───── Source material

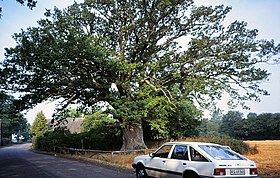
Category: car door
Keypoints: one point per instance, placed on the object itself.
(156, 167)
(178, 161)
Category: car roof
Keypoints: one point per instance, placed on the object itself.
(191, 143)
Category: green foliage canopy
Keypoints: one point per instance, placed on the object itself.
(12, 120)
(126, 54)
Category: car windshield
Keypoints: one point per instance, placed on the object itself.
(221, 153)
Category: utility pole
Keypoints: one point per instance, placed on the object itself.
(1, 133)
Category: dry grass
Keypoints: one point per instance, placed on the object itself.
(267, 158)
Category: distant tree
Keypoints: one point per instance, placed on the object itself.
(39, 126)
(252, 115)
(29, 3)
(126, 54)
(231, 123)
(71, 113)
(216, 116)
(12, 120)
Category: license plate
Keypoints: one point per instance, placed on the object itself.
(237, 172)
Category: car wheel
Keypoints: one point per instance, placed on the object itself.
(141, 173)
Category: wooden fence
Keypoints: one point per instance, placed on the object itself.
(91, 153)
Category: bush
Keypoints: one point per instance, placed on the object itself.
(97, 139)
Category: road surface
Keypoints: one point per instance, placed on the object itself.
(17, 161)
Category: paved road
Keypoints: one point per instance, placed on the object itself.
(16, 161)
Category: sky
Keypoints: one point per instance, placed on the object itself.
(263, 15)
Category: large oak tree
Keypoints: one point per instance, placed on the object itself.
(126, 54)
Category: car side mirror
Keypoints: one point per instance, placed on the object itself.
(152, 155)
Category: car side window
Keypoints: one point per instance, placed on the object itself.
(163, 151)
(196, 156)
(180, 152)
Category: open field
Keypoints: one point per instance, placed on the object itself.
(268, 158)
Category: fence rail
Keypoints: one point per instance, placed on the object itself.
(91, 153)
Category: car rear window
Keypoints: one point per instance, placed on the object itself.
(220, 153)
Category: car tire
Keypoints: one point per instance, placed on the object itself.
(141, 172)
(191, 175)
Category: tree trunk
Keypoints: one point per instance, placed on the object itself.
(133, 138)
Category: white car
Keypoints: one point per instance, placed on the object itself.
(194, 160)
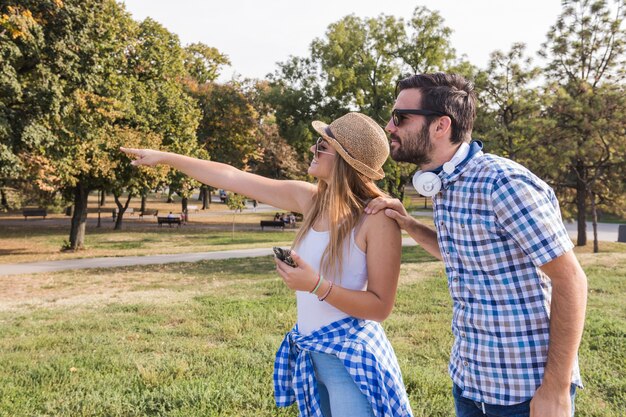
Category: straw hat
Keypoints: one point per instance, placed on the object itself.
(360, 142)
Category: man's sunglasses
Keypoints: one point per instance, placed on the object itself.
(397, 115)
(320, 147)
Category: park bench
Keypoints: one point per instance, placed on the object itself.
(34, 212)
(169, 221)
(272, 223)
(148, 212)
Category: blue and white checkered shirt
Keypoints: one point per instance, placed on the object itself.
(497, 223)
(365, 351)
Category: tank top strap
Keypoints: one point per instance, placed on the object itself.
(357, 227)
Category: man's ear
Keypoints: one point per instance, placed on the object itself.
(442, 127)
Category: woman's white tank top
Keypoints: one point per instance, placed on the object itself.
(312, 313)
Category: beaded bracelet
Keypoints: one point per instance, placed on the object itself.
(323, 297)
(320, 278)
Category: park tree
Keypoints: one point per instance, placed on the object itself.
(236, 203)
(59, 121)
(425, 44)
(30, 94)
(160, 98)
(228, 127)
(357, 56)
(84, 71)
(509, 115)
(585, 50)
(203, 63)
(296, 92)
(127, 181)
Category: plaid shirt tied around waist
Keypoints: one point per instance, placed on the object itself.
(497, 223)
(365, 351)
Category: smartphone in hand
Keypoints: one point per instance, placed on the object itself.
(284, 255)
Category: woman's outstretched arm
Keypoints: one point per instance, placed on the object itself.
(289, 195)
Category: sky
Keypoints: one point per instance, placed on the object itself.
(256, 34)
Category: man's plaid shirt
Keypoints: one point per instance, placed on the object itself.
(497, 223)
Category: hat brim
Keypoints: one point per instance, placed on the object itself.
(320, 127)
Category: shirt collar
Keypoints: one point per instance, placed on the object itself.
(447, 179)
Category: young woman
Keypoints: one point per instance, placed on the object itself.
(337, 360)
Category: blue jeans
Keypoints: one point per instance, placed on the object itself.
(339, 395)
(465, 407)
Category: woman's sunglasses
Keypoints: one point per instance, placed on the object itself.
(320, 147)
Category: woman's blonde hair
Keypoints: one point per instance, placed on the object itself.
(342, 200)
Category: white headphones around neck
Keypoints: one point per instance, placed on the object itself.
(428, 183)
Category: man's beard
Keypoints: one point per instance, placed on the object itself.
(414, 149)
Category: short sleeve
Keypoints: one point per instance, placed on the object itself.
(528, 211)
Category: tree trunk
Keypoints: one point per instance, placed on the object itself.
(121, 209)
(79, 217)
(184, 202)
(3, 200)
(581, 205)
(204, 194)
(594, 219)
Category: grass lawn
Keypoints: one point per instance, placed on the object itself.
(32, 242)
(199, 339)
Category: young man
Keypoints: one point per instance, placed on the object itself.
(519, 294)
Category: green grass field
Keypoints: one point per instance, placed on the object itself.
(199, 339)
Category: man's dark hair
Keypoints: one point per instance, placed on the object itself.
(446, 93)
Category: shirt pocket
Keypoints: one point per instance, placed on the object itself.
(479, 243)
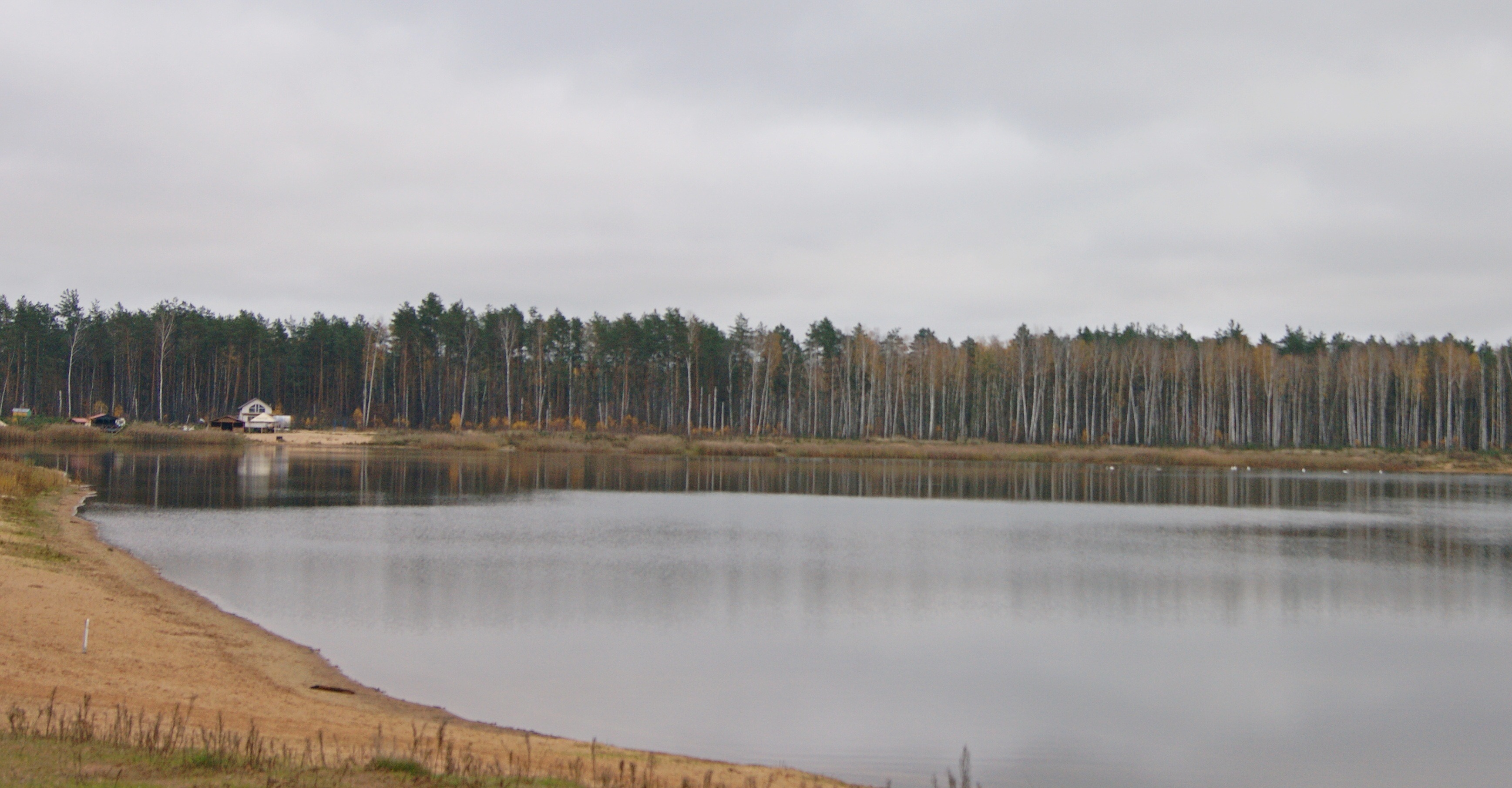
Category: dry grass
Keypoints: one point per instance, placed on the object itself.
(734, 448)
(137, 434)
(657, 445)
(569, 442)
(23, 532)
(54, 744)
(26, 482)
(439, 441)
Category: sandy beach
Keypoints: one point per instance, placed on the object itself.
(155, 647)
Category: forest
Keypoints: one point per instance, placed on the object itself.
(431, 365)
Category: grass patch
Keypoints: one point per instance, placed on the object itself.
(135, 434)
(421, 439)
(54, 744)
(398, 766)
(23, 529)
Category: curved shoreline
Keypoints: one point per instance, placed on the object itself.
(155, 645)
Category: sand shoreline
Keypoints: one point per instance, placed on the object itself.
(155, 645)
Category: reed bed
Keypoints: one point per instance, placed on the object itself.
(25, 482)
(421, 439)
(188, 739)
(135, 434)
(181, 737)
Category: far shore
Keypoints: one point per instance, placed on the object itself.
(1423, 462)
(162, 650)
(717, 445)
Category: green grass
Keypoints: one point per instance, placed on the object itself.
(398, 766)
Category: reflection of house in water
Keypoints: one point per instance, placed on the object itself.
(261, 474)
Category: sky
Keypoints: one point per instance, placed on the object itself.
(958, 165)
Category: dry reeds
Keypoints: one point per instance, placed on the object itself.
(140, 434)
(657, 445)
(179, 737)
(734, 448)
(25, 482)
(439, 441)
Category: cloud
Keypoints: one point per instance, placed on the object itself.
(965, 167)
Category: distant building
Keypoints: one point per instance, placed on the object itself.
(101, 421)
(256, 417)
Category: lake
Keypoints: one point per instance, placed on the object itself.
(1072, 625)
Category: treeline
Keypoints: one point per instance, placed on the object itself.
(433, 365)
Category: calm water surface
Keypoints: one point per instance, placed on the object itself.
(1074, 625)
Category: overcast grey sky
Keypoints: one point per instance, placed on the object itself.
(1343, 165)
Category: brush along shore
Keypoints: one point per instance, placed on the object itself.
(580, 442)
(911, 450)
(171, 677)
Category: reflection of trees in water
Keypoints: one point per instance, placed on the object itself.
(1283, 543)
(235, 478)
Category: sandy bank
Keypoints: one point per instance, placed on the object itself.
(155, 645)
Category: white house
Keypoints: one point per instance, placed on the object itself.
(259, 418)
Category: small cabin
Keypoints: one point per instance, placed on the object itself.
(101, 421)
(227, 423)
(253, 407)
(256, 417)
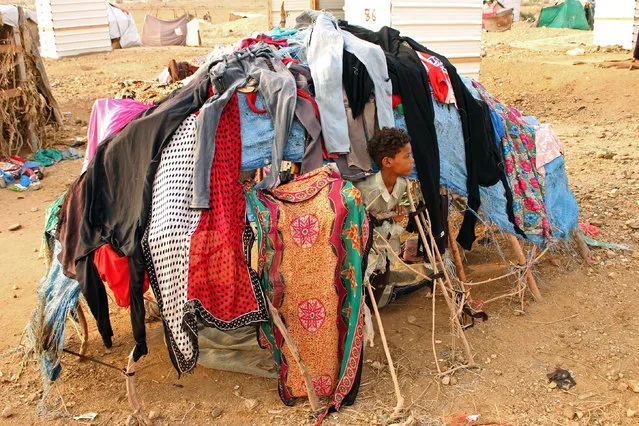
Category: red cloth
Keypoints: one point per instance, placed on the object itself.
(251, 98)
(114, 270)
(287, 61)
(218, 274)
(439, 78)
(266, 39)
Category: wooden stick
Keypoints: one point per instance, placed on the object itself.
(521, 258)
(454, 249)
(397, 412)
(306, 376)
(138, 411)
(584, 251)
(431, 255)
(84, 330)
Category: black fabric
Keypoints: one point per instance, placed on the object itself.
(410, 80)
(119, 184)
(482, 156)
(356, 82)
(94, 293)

──────────

Please render the stretch from the line containing "Category: treeline" through the end of the entries as a Markdown table with the columns Row and Line, giving each nonblank line its own numbered row. Leave the pictures out of the answer.

| Row | Line |
|---|---|
| 1 | Category: treeline |
| 2 | Keypoints: one point per instance, placed on the object itself. |
| 3 | (433, 365) |
| 4 | Category: calm water surface |
| 5 | Keypoints: one point per instance, placed on the object itself. |
| 6 | (1074, 625) |
| 7 | Category: overcast grey sky |
| 8 | Keypoints: one point per instance, placed on the object itself. |
| 9 | (1343, 165) |
| 10 | Category: brush along shore |
| 11 | Keypoints: one point per instance, placed on the object itself. |
| 12 | (580, 442) |
| 13 | (911, 450) |
| 14 | (171, 677) |
| 15 | Category: reflection of trees in water |
| 16 | Keypoints: one point per instance, placed on the object itself. |
| 17 | (1283, 543) |
| 18 | (235, 478) |
| 19 | Category: sandy bank |
| 20 | Keypoints: one point per instance, placed on the object itself. |
| 21 | (155, 645) |
| 22 | Category: white house |
| 23 | Keypoints: one point per instance, placed on the object itself. |
| 24 | (259, 418) |
| 25 | Category: small cabin |
| 26 | Keypoints: one point per instance, placed on the object itself. |
| 27 | (101, 421) |
| 28 | (227, 423) |
| 29 | (253, 407) |
| 30 | (256, 417) |
| 31 | Category: red cloth |
| 32 | Keypoints: one point per instance, placed on the object itself. |
| 33 | (251, 98) |
| 34 | (114, 270) |
| 35 | (287, 61) |
| 36 | (218, 274) |
| 37 | (439, 78) |
| 38 | (266, 39) |
| 39 | Category: wooden stick |
| 40 | Keypoints: one point per instance, placed on the object itself. |
| 41 | (521, 258) |
| 42 | (454, 249) |
| 43 | (397, 412) |
| 44 | (306, 376) |
| 45 | (138, 411) |
| 46 | (584, 251) |
| 47 | (431, 255) |
| 48 | (84, 330) |
| 49 | Category: black fabric |
| 50 | Keypoints: one point per instance, placed on the object itself. |
| 51 | (410, 80) |
| 52 | (119, 184) |
| 53 | (482, 156) |
| 54 | (356, 82) |
| 55 | (94, 293) |